LAVORO RICHIESTO:
1. Rispondi a queste domande sull'articolo dedicato al ruolo del maestro nella scuola:
(a) A quale movimento appartiene l'autore?
(b) Su quale quotidiano è uscito l'articolo di Recalcati?
(c) Quale attore viene citato per la figura di insegnante a cui aspira Recalcati?
2. Prosegui l'articolo sul ruolo del maestro nella scuola a partire dall'ultima frase riportata.

::: ESTRATTO DELLA PAGINA

Tanti maestri o “il” maestro ?
di Giancarlo Cavinato (Movimento di Cooperazione Educativa)
Quanti ‘maestri’ che ammanniscono soluzioni a una scuola in difficoltà! Manca solo ancora una proposta del Ministro dell’Interno.
L’ articolo di Recalcati pubblicato su Repubblica qualche giorno addeitro offre alcuni spunti di riflessione/reazione.
Le tesi di Recalcati (il ruolo del ‘maestro’, la lezione tradizionale, la cattedra, i diabolici social,..) richiamano alla mente quella metodologia nota come apprendistato cognitivo[1]. Io, docente (di scuola secondaria) ti faccio vedere come faccio io a smontare e rimontare un testo, la mia interpretazione. Poi sei tu che devi provare.
E qui la proposta può prendere strade diverse a seconda che l’invito sia ‘fai come me’ cioè imita, o ‘scegli tue specifiche strategie di lavoro sui testi’ cioè rielabora e sperimenta. Con risultati ovviamente diversi.
Che non possono essere tutti omologati sotto la categoria della ‘lezione tradizionale’.
Inoltre Recalcati, come molti degli insigni polemisti intervenuti in questi giorni sulla stampa, non ha forse ben presente la realtà della scuola secondaria di secondo grado (anche di primo grado) in cui non opera in solitudine ‘il’ Maestro, ma una pluralità di figure docenti (a differenza che in altri paesi) ognuno per sé operante e seduto sulla pedana. Con grandi disparità di atteggiamenti e improbabili forme di raccordo e integrazione disciplinare e interdisciplinare. Mentre la lezione a cui aspira Recalcati dovrebbe vedere una pressoché unica maieutica figura che, come Robin Williams nei panni del professore dell’’Attimo fuggente’, sappia estrarre il meglio dai suoi alunni e dalla letteratura ( ma come la mettiamo con il transfer, Professore?).

::::::
::: RIGHE

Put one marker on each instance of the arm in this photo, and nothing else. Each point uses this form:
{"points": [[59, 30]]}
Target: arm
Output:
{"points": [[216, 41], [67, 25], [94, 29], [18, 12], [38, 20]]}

::::::

RISPOSTE:
1.
(a) Al Movimento di Cooperazione Educativa.
(b) Su Repubblica.
(c) Robin Williams, nei panni del professore dell'"Attimo fuggente".

2.
Però dal funzionari del MIUR, in occasione della progettata riduzione di un anno dei licei, la scuola è stata caldamente e ripetutamente sollecitata ad adottare la metodologia della flipped classroom [2] che prevede l’abbandono dell’insegnamento trasmissivo comunque impartito e l’impiego delle tecnologie digitali. Come la mettiamo con l’accorato appello di Recalcati e di tanti altri maîtres à penser che imperversano in questi giorni contro la pedagogia attiva rovesciando il rapporto fra cause ed effetti?
Qualcosa non torna.
C’è però un aspetto che mi sfugge, forse mi sono perso qualche passaggio. Quando mai la scuola (secondaria, ma non solo) ha dismesso la pratica della lezione tradizionale, se non nell’attività di qualche sparuta ‘avanguardia’ docente? Dove, quando la didattica operativa, corporea, la linguistica testuale, la ricerca hanno sopraffatto i sostenitori dell’insegnamento ex cathedra?
I frutti di tale permanenza dell’ora di lezione congiunti e potenziati dall’epidemia di verifiche sono appunto quelli evidenziati dagli esiti Invalsi. Quindi verso chi è diretta la polemica degli ‘amici della predella’? [3]
Non riconoscere limiti e potenzialità (che nella scuola ci sono ma spesso ostacolate o misconosciute) è uno dei grandi omissis di questi interventi che tendono solo a mettere in luce un malanimo generalizzato verso ogni forma di egualitarismo e giustizia sociale.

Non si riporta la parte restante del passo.